The problem
Resize the part of the listing that opens at its start and closes with the line containing "50;90;53;112", both ends included. Give every line again, requests too, multiply each bounding-box coordinate in the answers by 0.3, round to whole numbers with halves going up, and leave the pictures out.

Supplied material
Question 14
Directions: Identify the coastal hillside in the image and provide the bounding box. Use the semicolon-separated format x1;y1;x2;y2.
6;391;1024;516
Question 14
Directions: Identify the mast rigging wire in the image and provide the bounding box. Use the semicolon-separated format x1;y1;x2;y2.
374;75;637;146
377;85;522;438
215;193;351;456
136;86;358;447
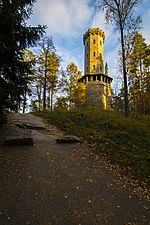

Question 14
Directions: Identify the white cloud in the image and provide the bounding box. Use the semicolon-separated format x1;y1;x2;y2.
31;0;93;37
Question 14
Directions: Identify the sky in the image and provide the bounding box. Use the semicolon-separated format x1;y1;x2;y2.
28;0;150;91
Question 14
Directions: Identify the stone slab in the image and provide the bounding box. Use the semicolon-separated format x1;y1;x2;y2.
56;135;81;144
3;136;33;146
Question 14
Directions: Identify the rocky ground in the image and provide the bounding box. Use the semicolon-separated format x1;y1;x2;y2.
0;114;150;225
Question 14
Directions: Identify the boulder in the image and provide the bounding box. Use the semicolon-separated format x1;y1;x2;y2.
56;135;81;144
3;136;33;146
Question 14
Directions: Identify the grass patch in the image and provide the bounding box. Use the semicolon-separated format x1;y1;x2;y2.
33;108;150;184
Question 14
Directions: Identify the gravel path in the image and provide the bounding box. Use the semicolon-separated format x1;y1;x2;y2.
0;114;150;225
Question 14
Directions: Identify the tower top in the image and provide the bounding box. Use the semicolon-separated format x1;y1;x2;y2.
83;28;105;44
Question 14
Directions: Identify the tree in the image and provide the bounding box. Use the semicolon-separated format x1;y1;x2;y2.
19;49;35;113
98;0;141;116
66;62;84;108
38;36;60;111
128;32;150;114
0;0;46;110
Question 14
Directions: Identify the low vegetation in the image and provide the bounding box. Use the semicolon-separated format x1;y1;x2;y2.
33;108;150;184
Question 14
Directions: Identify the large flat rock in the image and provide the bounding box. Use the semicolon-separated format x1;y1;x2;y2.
56;135;81;144
3;136;33;146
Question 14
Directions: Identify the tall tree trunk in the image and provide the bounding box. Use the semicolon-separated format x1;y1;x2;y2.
120;22;129;117
23;88;27;113
43;70;46;111
50;90;53;112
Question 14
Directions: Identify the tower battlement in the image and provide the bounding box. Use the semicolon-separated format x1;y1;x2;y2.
83;28;105;45
79;28;112;109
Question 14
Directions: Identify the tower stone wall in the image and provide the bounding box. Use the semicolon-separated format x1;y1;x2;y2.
83;28;105;74
79;28;112;109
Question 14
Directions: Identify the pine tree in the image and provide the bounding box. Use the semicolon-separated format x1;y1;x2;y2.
128;32;150;114
0;0;46;110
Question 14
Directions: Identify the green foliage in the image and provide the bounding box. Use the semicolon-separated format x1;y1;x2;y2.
34;107;150;184
0;110;6;127
0;0;45;110
128;32;150;114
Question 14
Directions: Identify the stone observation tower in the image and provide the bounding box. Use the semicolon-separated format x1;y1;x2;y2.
79;28;112;109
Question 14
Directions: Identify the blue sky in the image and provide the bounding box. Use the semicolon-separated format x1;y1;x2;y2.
29;0;150;89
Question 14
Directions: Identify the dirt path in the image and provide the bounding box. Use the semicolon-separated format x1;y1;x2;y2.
0;114;150;225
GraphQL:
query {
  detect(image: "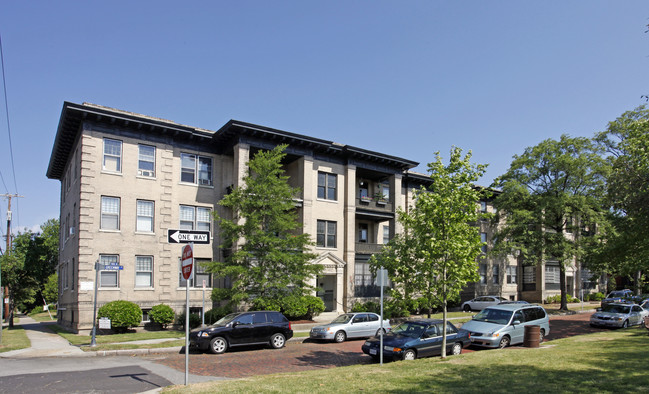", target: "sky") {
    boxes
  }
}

[0,0,649,237]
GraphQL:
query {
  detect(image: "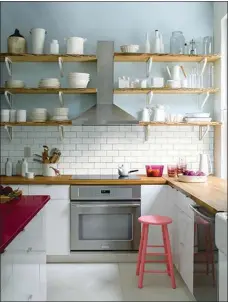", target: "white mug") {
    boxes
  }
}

[1,109,10,122]
[9,109,16,123]
[25,172,35,178]
[16,109,26,122]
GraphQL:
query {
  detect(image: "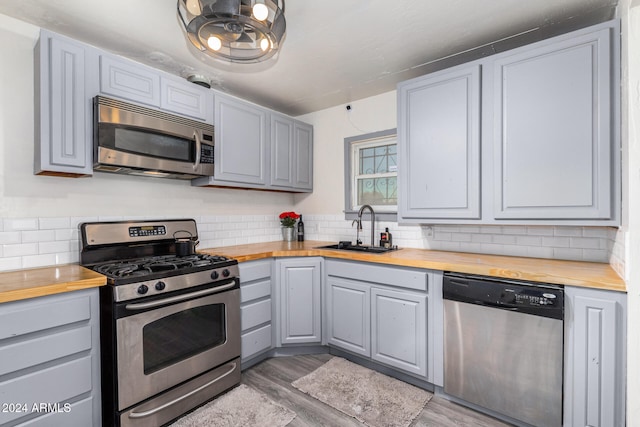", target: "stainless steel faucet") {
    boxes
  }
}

[358,205,376,247]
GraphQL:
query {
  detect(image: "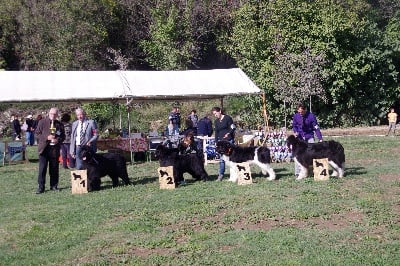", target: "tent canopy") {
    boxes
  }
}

[0,68,260,102]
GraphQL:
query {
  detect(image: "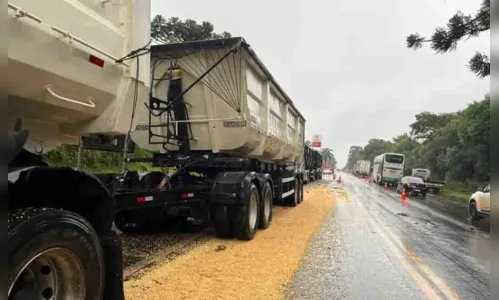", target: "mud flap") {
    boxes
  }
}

[101,236,125,300]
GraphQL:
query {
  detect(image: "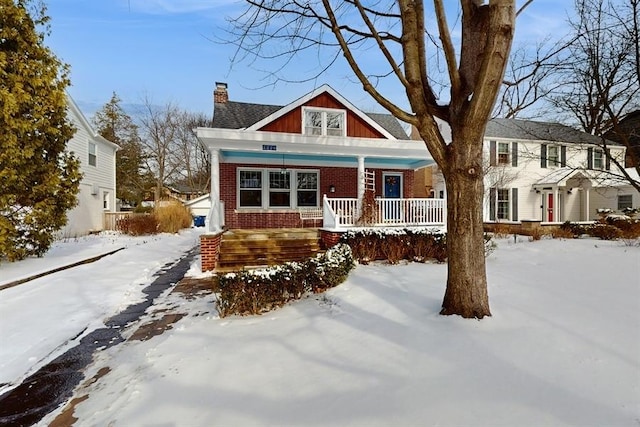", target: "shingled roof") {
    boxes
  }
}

[213,101,409,140]
[484,119,620,145]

Answer below
Question 14
Directions: Identify the coastal hillside in the image and provide the bounding box. Use the semicolon-separated format x1;y1;x2;y2.
2;117;307;155
Question 14
Directions: Identify the mast rigging wire in the image and provide the bounding box. Use the semicolon-separated format x1;y1;x2;y2.
112;23;191;44
113;26;157;131
65;58;105;137
41;26;107;134

Question 14
Directions: Identify the white cloud in the image and provide the bounding box. Use the semicolon-separated format x1;y1;x2;y2.
9;0;28;11
Question 14
Directions: Identify the sky in the image and provide the bounding box. Use the semicolon-separated format x1;y1;x2;y2.
8;0;45;27
Question 14
Directions: Identify the stone slab in the image and provide the bounding box. Use the semicolon-separated format x1;y1;x2;y2.
17;41;24;43
1;41;10;44
Question 14
Directions: Identify the rocky ground in the image and provide the bounding box. Use the semicolon-separated format x1;y1;x2;y2.
0;34;45;68
Question 14
Directions: Identify the boulder in the image and provide the bounding box. Use the semicolon-separated format x1;y1;x2;y2.
17;41;24;43
1;41;10;44
Question 14
Directions: Identify the grass patch in the image and provide the bounding box. Use the semicolon-separated format x1;y1;x2;y2.
10;32;45;55
Question 14
Directions: Identify the gravel path in the image and provide the bounding box. Use the semicolon-separated format x1;y1;x2;y2.
0;34;45;68
Question 14
Directions: Identify the tower top in the image and provide the bounding box. Use the semicolon-separated format x1;y1;x2;y2.
25;8;32;13
Question 14
Directions: Identify the tree in the image and provide the bounding box. Use the semicolon-separated format x1;y1;x2;y2.
6;15;11;34
29;0;42;35
20;19;25;32
11;11;18;33
38;10;45;34
0;0;14;33
Question 14
Directions: Identify the low vegetation in the image and provide the bounding box. Use the semicolon-separated format x1;y1;x2;y2.
10;32;45;55
Question 14
Directions: Identify the large flat rock in the image and provide the bounding box. Use the semicolon-separated format x1;y1;x2;y2.
17;41;24;43
1;41;10;44
Question 14
Directions: Identify the tall tree trunk in the image and provide the bounding box. Use the semicolon-separated format x1;y1;x2;y2.
36;7;39;35
7;26;8;34
13;21;14;33
15;27;16;34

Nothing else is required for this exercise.